▶ [YOUR GOAL]: Reproduce the rows from the beginning up to and including the line with "point(340, 5)", swapping "pavement" for "asphalt" and leaving everything else unchanged.

** Start of SOURCE MATERIAL **

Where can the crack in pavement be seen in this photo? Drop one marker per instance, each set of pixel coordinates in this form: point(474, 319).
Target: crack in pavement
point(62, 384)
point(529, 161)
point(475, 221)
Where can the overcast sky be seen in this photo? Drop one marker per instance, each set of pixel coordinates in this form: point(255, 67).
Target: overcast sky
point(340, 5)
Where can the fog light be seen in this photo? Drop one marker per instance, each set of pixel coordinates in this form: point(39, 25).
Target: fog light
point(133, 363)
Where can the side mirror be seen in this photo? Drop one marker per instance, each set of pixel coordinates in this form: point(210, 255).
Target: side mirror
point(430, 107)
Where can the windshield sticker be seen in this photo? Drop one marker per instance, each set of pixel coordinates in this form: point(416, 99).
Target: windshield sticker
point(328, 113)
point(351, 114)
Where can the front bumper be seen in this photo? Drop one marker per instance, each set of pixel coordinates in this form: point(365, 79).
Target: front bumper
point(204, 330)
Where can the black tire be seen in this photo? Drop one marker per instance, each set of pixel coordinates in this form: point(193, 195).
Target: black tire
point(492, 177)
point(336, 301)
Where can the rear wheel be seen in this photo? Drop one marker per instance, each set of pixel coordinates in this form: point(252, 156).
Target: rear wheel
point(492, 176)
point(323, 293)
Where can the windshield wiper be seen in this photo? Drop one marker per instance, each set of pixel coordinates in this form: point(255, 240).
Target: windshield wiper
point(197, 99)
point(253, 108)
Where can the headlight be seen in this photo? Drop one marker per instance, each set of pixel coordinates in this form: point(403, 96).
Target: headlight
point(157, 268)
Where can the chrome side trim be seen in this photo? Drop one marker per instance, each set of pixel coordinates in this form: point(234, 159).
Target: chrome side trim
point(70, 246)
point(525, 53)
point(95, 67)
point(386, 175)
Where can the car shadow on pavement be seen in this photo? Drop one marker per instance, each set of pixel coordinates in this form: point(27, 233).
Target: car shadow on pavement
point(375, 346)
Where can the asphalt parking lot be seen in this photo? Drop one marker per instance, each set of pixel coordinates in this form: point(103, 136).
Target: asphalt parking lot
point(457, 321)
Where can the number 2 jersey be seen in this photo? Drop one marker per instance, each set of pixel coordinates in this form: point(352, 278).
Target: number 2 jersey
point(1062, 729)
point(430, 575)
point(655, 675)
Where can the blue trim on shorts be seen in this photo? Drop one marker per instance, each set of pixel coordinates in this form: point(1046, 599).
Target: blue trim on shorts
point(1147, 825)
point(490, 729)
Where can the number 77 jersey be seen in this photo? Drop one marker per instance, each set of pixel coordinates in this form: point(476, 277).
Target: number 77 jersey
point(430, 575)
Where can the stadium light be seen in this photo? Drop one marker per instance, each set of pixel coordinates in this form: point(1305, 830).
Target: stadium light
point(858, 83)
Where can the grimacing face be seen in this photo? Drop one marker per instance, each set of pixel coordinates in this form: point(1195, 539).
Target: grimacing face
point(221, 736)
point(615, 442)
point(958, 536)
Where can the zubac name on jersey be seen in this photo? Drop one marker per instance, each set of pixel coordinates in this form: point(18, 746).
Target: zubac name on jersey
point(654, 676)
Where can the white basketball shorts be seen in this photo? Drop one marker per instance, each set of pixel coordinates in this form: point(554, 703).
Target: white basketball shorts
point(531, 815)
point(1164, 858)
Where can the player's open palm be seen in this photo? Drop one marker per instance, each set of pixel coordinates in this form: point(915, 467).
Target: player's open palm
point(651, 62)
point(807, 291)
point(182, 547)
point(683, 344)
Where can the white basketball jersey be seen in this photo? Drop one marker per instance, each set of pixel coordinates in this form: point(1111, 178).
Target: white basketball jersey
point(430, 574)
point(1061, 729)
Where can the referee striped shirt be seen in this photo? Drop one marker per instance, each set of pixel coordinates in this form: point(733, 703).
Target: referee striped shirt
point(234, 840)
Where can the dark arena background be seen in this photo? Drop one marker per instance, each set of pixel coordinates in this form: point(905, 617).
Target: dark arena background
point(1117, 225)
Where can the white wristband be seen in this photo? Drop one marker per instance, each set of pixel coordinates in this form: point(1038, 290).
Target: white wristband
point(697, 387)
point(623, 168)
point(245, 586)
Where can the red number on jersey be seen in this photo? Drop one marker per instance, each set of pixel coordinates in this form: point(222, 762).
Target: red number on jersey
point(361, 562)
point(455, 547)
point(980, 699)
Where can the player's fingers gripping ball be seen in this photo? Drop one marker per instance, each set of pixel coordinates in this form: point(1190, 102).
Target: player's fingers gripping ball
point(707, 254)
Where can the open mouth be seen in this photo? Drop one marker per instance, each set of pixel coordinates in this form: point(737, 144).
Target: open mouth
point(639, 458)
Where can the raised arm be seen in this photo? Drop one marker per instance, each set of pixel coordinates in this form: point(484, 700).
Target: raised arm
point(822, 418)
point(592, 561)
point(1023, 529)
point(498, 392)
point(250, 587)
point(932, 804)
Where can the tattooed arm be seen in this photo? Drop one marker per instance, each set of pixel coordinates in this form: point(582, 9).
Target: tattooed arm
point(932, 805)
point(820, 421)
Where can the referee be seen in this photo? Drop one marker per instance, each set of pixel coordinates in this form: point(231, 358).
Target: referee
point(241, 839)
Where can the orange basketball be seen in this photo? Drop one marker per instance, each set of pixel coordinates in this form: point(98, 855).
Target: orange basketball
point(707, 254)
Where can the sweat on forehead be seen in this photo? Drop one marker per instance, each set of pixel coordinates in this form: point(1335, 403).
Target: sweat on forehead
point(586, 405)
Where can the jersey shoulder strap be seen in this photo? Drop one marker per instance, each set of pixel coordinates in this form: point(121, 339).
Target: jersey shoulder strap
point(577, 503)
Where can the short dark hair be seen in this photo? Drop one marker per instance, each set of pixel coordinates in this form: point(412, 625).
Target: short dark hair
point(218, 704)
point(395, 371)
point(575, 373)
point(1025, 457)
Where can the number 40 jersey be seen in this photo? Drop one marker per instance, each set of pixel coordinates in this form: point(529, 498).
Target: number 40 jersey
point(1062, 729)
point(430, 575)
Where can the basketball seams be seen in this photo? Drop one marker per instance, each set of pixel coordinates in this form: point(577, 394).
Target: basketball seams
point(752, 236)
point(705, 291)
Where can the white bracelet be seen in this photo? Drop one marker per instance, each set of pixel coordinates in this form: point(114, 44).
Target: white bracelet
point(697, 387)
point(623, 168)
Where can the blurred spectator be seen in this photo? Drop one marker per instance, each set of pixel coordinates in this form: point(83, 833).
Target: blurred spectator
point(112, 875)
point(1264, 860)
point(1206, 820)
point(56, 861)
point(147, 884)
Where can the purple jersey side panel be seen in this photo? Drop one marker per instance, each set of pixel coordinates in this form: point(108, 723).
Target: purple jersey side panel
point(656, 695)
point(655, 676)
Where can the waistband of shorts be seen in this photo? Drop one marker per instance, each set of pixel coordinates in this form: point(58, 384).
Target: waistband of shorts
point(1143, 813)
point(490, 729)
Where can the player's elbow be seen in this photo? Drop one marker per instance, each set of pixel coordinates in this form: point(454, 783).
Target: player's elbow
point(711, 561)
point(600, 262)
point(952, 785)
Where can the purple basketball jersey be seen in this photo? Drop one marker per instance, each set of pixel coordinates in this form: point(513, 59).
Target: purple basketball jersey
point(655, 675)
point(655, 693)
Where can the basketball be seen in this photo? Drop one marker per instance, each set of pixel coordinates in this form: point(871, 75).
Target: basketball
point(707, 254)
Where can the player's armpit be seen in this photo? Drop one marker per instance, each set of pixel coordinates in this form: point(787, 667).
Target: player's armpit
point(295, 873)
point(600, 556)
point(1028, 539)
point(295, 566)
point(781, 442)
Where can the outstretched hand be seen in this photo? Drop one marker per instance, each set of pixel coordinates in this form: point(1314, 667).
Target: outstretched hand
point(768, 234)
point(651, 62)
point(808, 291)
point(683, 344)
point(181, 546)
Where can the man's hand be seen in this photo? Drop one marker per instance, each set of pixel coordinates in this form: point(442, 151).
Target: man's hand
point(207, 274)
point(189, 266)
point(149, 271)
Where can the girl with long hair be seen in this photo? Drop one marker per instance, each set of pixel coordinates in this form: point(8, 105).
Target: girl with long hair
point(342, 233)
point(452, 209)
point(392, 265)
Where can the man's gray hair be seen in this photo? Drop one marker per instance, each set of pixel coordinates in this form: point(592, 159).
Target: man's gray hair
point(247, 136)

** End of SOURCE MATERIAL **

▶ [PROBLEM SOLUTION]:
Where can the crack in asphalt be seen in this photo? Drop one marker per instance, each set of pixel coordinates in this form: point(474, 319).
Target: crack in asphalt
point(62, 384)
point(529, 161)
point(475, 221)
Where can the overcast sky be seen in this photo? Drop one marker per instance, each set of pixel coordinates in this form: point(255, 67).
Target: overcast sky
point(340, 5)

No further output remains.